__SHORT TASK__.
Please copy the rows below from the line containing "If any weathered" through the line containing "xmin=0 ymin=17 xmax=300 ymax=398", changing "weathered rock surface" to "eroded stone face" and leaving everything else untouched.
((
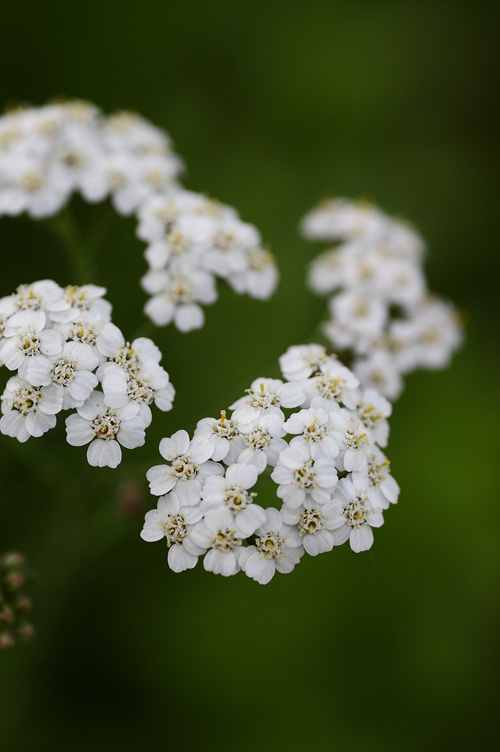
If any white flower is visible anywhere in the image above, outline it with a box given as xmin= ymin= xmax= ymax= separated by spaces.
xmin=201 ymin=464 xmax=265 ymax=536
xmin=0 ymin=279 xmax=64 ymax=316
xmin=330 ymin=292 xmax=387 ymax=342
xmin=280 ymin=345 xmax=329 ymax=381
xmin=66 ymin=392 xmax=145 ymax=468
xmin=330 ymin=408 xmax=370 ymax=472
xmin=228 ymin=247 xmax=279 ymax=300
xmin=392 ymin=298 xmax=463 ymax=369
xmin=238 ymin=411 xmax=288 ymax=473
xmin=240 ymin=507 xmax=304 ymax=585
xmin=283 ymin=407 xmax=339 ymax=460
xmin=0 ymin=311 xmax=62 ymax=376
xmin=353 ymin=348 xmax=403 ymax=400
xmin=27 ymin=342 xmax=98 ymax=410
xmin=141 ymin=493 xmax=205 ymax=572
xmin=271 ymin=444 xmax=338 ymax=509
xmin=141 ymin=268 xmax=217 ymax=332
xmin=194 ymin=410 xmax=245 ymax=465
xmin=102 ymin=361 xmax=175 ymax=428
xmin=46 ymin=285 xmax=111 ymax=324
xmin=146 ymin=431 xmax=224 ymax=506
xmin=192 ymin=509 xmax=245 ymax=577
xmin=230 ymin=378 xmax=305 ymax=424
xmin=0 ymin=376 xmax=63 ymax=442
xmin=352 ymin=447 xmax=400 ymax=509
xmin=302 ymin=358 xmax=359 ymax=412
xmin=330 ymin=476 xmax=384 ymax=553
xmin=281 ymin=499 xmax=344 ymax=556
xmin=356 ymin=389 xmax=392 ymax=447
xmin=54 ymin=311 xmax=109 ymax=363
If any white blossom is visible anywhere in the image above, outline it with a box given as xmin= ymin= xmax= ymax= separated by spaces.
xmin=201 ymin=463 xmax=265 ymax=537
xmin=281 ymin=499 xmax=344 ymax=556
xmin=194 ymin=410 xmax=245 ymax=465
xmin=230 ymin=378 xmax=305 ymax=424
xmin=192 ymin=509 xmax=245 ymax=577
xmin=66 ymin=392 xmax=145 ymax=467
xmin=330 ymin=476 xmax=384 ymax=553
xmin=0 ymin=376 xmax=63 ymax=442
xmin=271 ymin=444 xmax=338 ymax=509
xmin=141 ymin=493 xmax=205 ymax=572
xmin=147 ymin=430 xmax=224 ymax=506
xmin=238 ymin=411 xmax=287 ymax=474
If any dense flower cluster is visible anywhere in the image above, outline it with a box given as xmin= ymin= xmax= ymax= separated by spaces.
xmin=141 ymin=345 xmax=399 ymax=584
xmin=0 ymin=101 xmax=182 ymax=219
xmin=0 ymin=101 xmax=278 ymax=332
xmin=302 ymin=199 xmax=462 ymax=399
xmin=137 ymin=188 xmax=278 ymax=332
xmin=0 ymin=551 xmax=35 ymax=650
xmin=0 ymin=280 xmax=175 ymax=467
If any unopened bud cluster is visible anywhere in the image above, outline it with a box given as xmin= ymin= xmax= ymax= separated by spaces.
xmin=302 ymin=199 xmax=462 ymax=399
xmin=0 ymin=101 xmax=278 ymax=332
xmin=0 ymin=280 xmax=175 ymax=467
xmin=0 ymin=551 xmax=35 ymax=650
xmin=141 ymin=345 xmax=399 ymax=584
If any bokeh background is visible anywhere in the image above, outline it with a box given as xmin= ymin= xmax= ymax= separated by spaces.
xmin=0 ymin=0 xmax=500 ymax=752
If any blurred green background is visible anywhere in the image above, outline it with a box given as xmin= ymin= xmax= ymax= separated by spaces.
xmin=0 ymin=0 xmax=500 ymax=752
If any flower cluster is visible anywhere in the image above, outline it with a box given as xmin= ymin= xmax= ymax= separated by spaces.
xmin=0 ymin=551 xmax=35 ymax=650
xmin=141 ymin=345 xmax=399 ymax=584
xmin=137 ymin=188 xmax=278 ymax=332
xmin=0 ymin=101 xmax=278 ymax=332
xmin=0 ymin=280 xmax=175 ymax=467
xmin=0 ymin=101 xmax=182 ymax=219
xmin=302 ymin=199 xmax=462 ymax=399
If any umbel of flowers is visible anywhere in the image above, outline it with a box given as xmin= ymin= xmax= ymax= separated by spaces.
xmin=301 ymin=198 xmax=462 ymax=399
xmin=0 ymin=101 xmax=278 ymax=331
xmin=0 ymin=551 xmax=35 ymax=650
xmin=141 ymin=345 xmax=399 ymax=584
xmin=0 ymin=280 xmax=175 ymax=467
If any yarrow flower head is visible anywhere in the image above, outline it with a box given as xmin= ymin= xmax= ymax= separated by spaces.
xmin=141 ymin=345 xmax=399 ymax=584
xmin=0 ymin=101 xmax=278 ymax=332
xmin=298 ymin=199 xmax=462 ymax=399
xmin=0 ymin=280 xmax=175 ymax=467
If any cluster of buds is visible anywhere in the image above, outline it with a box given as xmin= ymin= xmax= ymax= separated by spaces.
xmin=0 ymin=551 xmax=35 ymax=650
xmin=302 ymin=199 xmax=462 ymax=399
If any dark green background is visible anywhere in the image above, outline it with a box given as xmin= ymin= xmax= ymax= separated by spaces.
xmin=0 ymin=0 xmax=500 ymax=752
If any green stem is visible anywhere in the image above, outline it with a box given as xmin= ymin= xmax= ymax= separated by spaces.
xmin=45 ymin=206 xmax=112 ymax=285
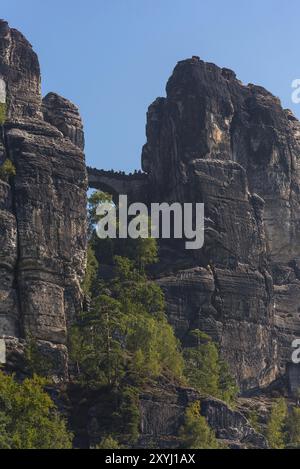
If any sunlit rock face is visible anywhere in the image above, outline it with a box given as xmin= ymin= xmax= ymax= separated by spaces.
xmin=0 ymin=21 xmax=87 ymax=372
xmin=142 ymin=57 xmax=300 ymax=389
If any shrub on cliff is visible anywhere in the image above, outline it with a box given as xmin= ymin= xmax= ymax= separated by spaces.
xmin=179 ymin=402 xmax=221 ymax=449
xmin=0 ymin=103 xmax=6 ymax=125
xmin=266 ymin=398 xmax=287 ymax=449
xmin=0 ymin=371 xmax=72 ymax=449
xmin=0 ymin=159 xmax=16 ymax=181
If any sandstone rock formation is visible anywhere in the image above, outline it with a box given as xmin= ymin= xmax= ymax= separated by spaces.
xmin=0 ymin=21 xmax=300 ymax=396
xmin=90 ymin=57 xmax=300 ymax=390
xmin=0 ymin=21 xmax=87 ymax=372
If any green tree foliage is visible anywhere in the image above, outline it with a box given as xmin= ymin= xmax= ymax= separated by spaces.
xmin=0 ymin=372 xmax=72 ymax=449
xmin=184 ymin=330 xmax=238 ymax=403
xmin=266 ymin=398 xmax=287 ymax=449
xmin=96 ymin=435 xmax=122 ymax=449
xmin=88 ymin=191 xmax=158 ymax=271
xmin=179 ymin=402 xmax=221 ymax=449
xmin=25 ymin=334 xmax=56 ymax=378
xmin=0 ymin=159 xmax=16 ymax=181
xmin=286 ymin=407 xmax=300 ymax=449
xmin=82 ymin=243 xmax=99 ymax=296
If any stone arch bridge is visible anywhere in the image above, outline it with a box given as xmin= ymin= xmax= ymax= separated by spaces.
xmin=87 ymin=167 xmax=148 ymax=202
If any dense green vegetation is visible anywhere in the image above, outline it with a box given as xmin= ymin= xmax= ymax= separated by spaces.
xmin=266 ymin=398 xmax=300 ymax=449
xmin=0 ymin=371 xmax=72 ymax=449
xmin=0 ymin=103 xmax=7 ymax=125
xmin=0 ymin=159 xmax=16 ymax=181
xmin=184 ymin=330 xmax=238 ymax=404
xmin=0 ymin=192 xmax=237 ymax=449
xmin=69 ymin=192 xmax=237 ymax=445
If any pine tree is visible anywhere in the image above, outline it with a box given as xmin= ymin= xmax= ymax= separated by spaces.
xmin=266 ymin=398 xmax=287 ymax=449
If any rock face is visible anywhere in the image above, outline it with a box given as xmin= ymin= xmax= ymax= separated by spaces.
xmin=88 ymin=57 xmax=300 ymax=390
xmin=0 ymin=21 xmax=300 ymax=390
xmin=142 ymin=58 xmax=300 ymax=389
xmin=67 ymin=380 xmax=267 ymax=449
xmin=0 ymin=21 xmax=87 ymax=368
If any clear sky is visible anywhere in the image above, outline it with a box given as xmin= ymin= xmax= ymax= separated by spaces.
xmin=0 ymin=0 xmax=300 ymax=171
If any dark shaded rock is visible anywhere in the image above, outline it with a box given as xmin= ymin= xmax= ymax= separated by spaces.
xmin=139 ymin=383 xmax=267 ymax=448
xmin=0 ymin=21 xmax=87 ymax=366
xmin=42 ymin=93 xmax=84 ymax=150
xmin=90 ymin=56 xmax=300 ymax=390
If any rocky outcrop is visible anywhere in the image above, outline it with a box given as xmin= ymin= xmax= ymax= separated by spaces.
xmin=138 ymin=57 xmax=300 ymax=389
xmin=139 ymin=385 xmax=267 ymax=449
xmin=0 ymin=21 xmax=87 ymax=370
xmin=65 ymin=379 xmax=268 ymax=449
xmin=0 ymin=21 xmax=300 ymax=390
xmin=88 ymin=57 xmax=300 ymax=390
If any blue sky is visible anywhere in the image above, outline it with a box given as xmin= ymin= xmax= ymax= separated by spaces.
xmin=0 ymin=0 xmax=300 ymax=171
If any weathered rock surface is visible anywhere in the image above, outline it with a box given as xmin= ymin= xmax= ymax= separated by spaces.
xmin=90 ymin=57 xmax=300 ymax=390
xmin=139 ymin=385 xmax=267 ymax=449
xmin=67 ymin=379 xmax=267 ymax=449
xmin=142 ymin=58 xmax=300 ymax=389
xmin=0 ymin=21 xmax=87 ymax=370
xmin=0 ymin=17 xmax=300 ymax=398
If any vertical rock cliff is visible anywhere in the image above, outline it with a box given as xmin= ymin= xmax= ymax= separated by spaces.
xmin=0 ymin=21 xmax=87 ymax=372
xmin=142 ymin=57 xmax=300 ymax=389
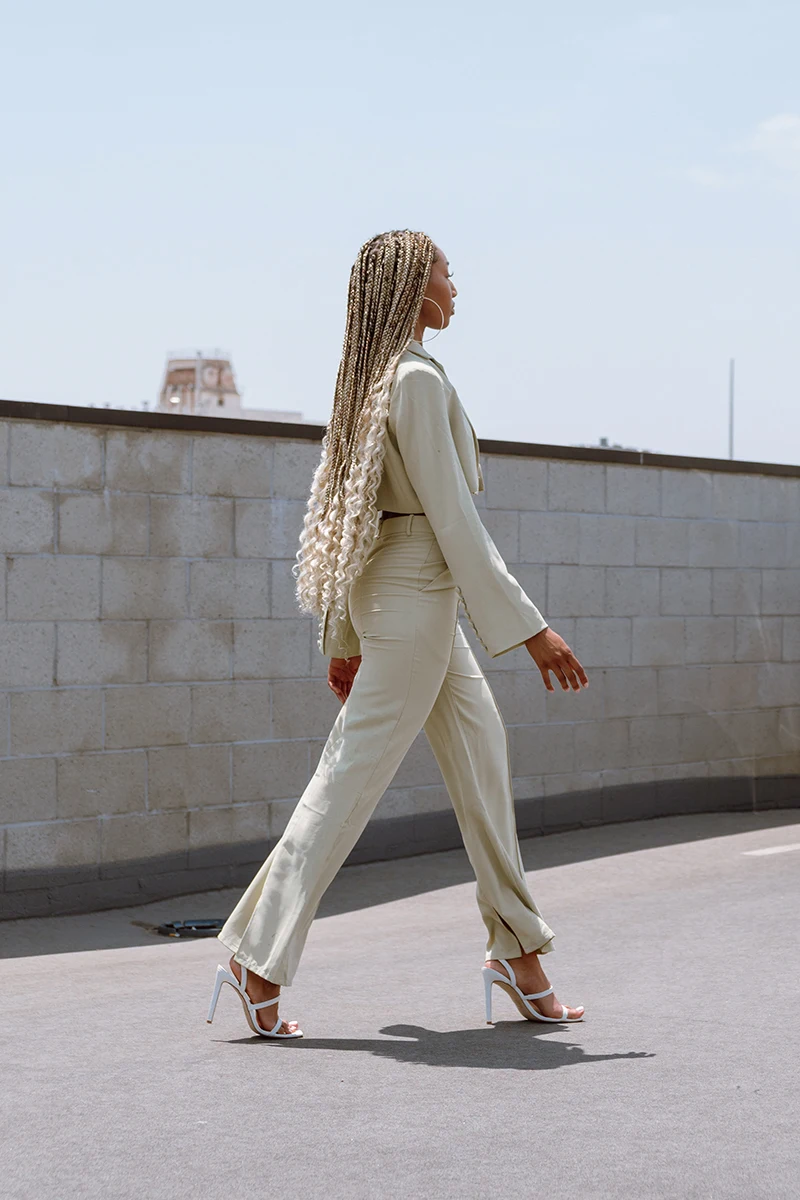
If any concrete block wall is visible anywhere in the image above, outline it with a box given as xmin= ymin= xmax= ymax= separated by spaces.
xmin=0 ymin=404 xmax=800 ymax=917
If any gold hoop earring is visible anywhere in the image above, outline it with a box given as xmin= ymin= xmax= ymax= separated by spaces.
))
__CORRECT RESPONSE__.
If any eroded stone face is visible anywhere in the image above, outline it with a box given as xmin= ymin= xmax= ymax= separated by spaces.
xmin=90 ymin=57 xmax=300 ymax=390
xmin=139 ymin=385 xmax=267 ymax=449
xmin=67 ymin=379 xmax=267 ymax=449
xmin=142 ymin=58 xmax=300 ymax=389
xmin=0 ymin=21 xmax=87 ymax=370
xmin=0 ymin=17 xmax=300 ymax=398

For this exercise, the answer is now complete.